--- BRONTEKST ---

Samenvatting Nederlands Renaissance - toetsstof, algemeen, college A. Gelderblom en aantekeningen (klas 5)


Toetsopbouw en toetsvragen
4 onderdelen;
  1. Renaissance vakspecifiek: 19 meerkeuzevragen en 1 open vraag (over een liefdesembleem van Cats met ofwel het motto ‘Oud vel vrijt niet goed’, ofwel het motto ‘liefde overwint alles’ ofwel het motto ‘je op glad ijs begeven’)
  2. Renaissance algemeen: 19 meerkeuzevragen
  3. Werd en leven van Bredero (de klucht van de molenaar (inleiding niet) en de achtergrondinforrmatie die in Renaissance vakspecifiek staat)
  4. 2 open vragen over het college van meneer Gelderblom
NB; de filmpjes zijn ter leerondersteuning, hoeven niet geleerd te worden. Verder moet de powerpoint echt geleerd worden en het overige alleen grondig bestuderen. Bovendien worden de begrippen “contrafact” en “acrostichon” als bekend veronderstelt. De Gijsbrecht van Bredero hoef je niet te kennen. Bovendien moet je ofwel het 1e ofwel het 6e couplet van het Wilhelmus op kunnen schrijven:

1.Wilhelmus van Nassouwe
ben ik, van Duitsen bloed,
den vaderland getrouwe
blijf ik tot in den dood.

--- AANGELEVERD MATERIAAL ---

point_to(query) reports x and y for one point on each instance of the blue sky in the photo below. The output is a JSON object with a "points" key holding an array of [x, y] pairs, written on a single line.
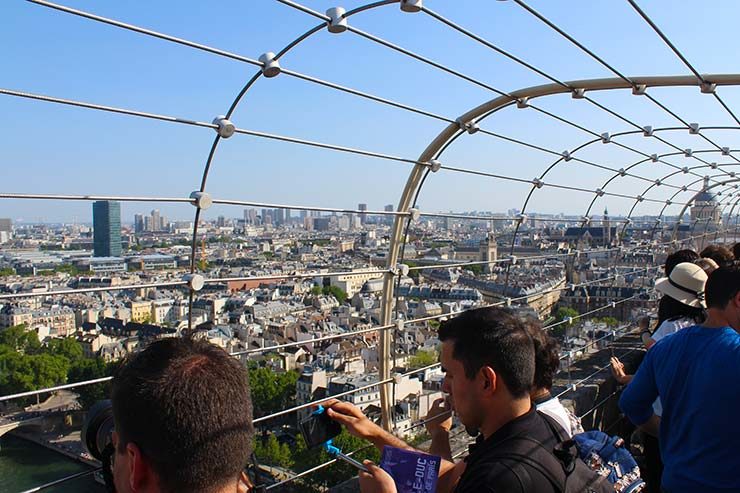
{"points": [[46, 148]]}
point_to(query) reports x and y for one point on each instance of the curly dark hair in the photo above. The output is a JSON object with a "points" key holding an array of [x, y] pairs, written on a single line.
{"points": [[546, 354], [720, 254]]}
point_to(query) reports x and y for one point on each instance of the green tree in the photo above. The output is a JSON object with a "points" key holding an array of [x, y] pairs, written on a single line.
{"points": [[272, 452], [68, 348], [271, 391], [335, 291], [338, 471], [422, 358], [565, 312], [609, 321], [90, 369], [20, 339]]}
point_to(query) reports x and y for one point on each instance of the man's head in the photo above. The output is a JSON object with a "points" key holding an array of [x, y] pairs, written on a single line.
{"points": [[723, 294], [183, 419], [679, 257], [546, 356], [722, 255], [488, 359]]}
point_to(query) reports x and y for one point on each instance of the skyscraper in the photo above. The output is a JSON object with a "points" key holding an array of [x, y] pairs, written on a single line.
{"points": [[138, 223], [156, 221], [106, 229]]}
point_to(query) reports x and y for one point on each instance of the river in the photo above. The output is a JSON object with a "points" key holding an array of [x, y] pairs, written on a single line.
{"points": [[24, 465]]}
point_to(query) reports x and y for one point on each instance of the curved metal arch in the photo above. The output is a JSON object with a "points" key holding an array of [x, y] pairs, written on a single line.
{"points": [[686, 204], [642, 161], [453, 131], [237, 100], [731, 184]]}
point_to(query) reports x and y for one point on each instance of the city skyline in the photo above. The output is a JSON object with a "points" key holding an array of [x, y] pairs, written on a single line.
{"points": [[138, 157]]}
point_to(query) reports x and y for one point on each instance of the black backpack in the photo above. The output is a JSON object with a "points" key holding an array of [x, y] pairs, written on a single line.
{"points": [[560, 464]]}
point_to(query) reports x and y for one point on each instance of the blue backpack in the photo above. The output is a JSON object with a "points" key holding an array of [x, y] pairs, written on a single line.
{"points": [[607, 456]]}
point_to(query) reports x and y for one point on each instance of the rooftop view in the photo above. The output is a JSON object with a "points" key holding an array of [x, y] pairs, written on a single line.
{"points": [[333, 195]]}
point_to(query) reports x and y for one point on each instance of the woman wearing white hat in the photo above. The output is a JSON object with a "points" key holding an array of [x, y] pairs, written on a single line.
{"points": [[682, 306]]}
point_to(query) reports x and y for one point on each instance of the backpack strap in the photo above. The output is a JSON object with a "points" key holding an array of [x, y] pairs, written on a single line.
{"points": [[537, 458]]}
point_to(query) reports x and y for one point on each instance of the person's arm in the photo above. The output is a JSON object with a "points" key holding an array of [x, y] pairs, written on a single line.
{"points": [[438, 424], [651, 426], [376, 480], [638, 397], [618, 371], [359, 425]]}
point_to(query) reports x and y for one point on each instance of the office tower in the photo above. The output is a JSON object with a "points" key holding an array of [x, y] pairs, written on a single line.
{"points": [[106, 229]]}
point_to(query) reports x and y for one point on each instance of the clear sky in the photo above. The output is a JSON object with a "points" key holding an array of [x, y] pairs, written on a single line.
{"points": [[48, 148]]}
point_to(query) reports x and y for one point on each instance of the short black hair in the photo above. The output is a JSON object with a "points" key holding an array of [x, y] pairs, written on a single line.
{"points": [[494, 337], [670, 309], [722, 255], [546, 354], [678, 257], [723, 285], [185, 403]]}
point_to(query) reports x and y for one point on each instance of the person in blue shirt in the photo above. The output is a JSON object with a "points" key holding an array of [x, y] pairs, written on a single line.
{"points": [[696, 374]]}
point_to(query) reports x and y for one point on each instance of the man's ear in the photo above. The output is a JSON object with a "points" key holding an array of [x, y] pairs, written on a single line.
{"points": [[490, 379], [141, 474]]}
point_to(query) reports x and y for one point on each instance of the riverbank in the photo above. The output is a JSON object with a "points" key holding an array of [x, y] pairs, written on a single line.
{"points": [[26, 464], [68, 445]]}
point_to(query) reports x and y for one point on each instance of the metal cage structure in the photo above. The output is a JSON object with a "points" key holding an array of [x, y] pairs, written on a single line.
{"points": [[658, 171]]}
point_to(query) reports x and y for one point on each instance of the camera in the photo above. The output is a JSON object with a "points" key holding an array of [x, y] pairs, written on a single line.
{"points": [[97, 429], [319, 428]]}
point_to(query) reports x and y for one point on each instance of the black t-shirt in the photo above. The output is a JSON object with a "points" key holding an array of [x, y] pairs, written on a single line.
{"points": [[487, 472]]}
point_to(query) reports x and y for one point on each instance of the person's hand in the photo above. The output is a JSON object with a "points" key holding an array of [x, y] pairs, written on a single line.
{"points": [[351, 417], [439, 417], [620, 375], [376, 480]]}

---

OPGAVEN:
1 > Welke regels uit de lijst bevatten de tekenreeks "shirt"? Zoek ze op en schrijf ze allemaal over.
2 > Ga door met de samenvatting over de Renaissance, aansluitend op de laatste regel die er staat.

ANTWOORDEN PER OPGAVE:
1 >
point_to(query) reports x and y for one point on each instance of the person in blue shirt in the photo above. The output is a JSON object with a "points" key holding an array of [x, y] pairs, written on a single line.
point_to(query) reports x and y for one point on each instance of the black t-shirt in the photo above. The output is a JSON object with a "points" key holding an array of [x, y] pairs, written on a single line.

2 >
Een Prinse van Oranje
ben ik, vrij onverveerd,
den Koning van Hispanje
heb ik altijd geëerd.

6.Mijn schild ende betrouwen
zijt Gij, o God mijn Heer,
op U zo wil ik bouwen,
Verlaat mij nimmermeer.
Dat ik doch vroom mag blijven,
uw dienaar t'aller stond,
de tirannie verdrijven
die mij mijn hart doorwondt.


College meneer Gelderblom
Wat wordt behandeld;
-          Het wereldbeeld van 400 jaar geleden en het belang van nu.
-          Wat vonden Europeanen (400 jaar geleden) van Afrifakenen
-          Wat je van een ander vindt, spiegel je je naar jezelf
Wereldbeeld van 1600
·         Men geloofde in de klimaattheorie; God heeft de wereld ingedeeld naar de 4 elementen; aarde, water, vuur, lucht. Bijvoorbeeld;
o   de wind komt (tov. Nederland) uit het westen/zuidwesten. Daarom zijn Frankrijk en Engeland lucht. Frankrijk is het land vd mode, want net als wind is mode erg veranderlijk.
o   Polen, Duitsland en Scandinavië zijn aardelanden, daar zijn veel stenen. Ze hebben hersenen als stenen (dom) en het is koud dus ze zijn traag.
o   Nederland is waterland, dus ze zijn altijd dronken
o   In de mediterranen en Afrika schijnt altijd de zon, dus dat zijn vuurlanden. Daar zijn ze temperamentvol, want ze hebben kokend bloed. Vrolijk en liefdevol.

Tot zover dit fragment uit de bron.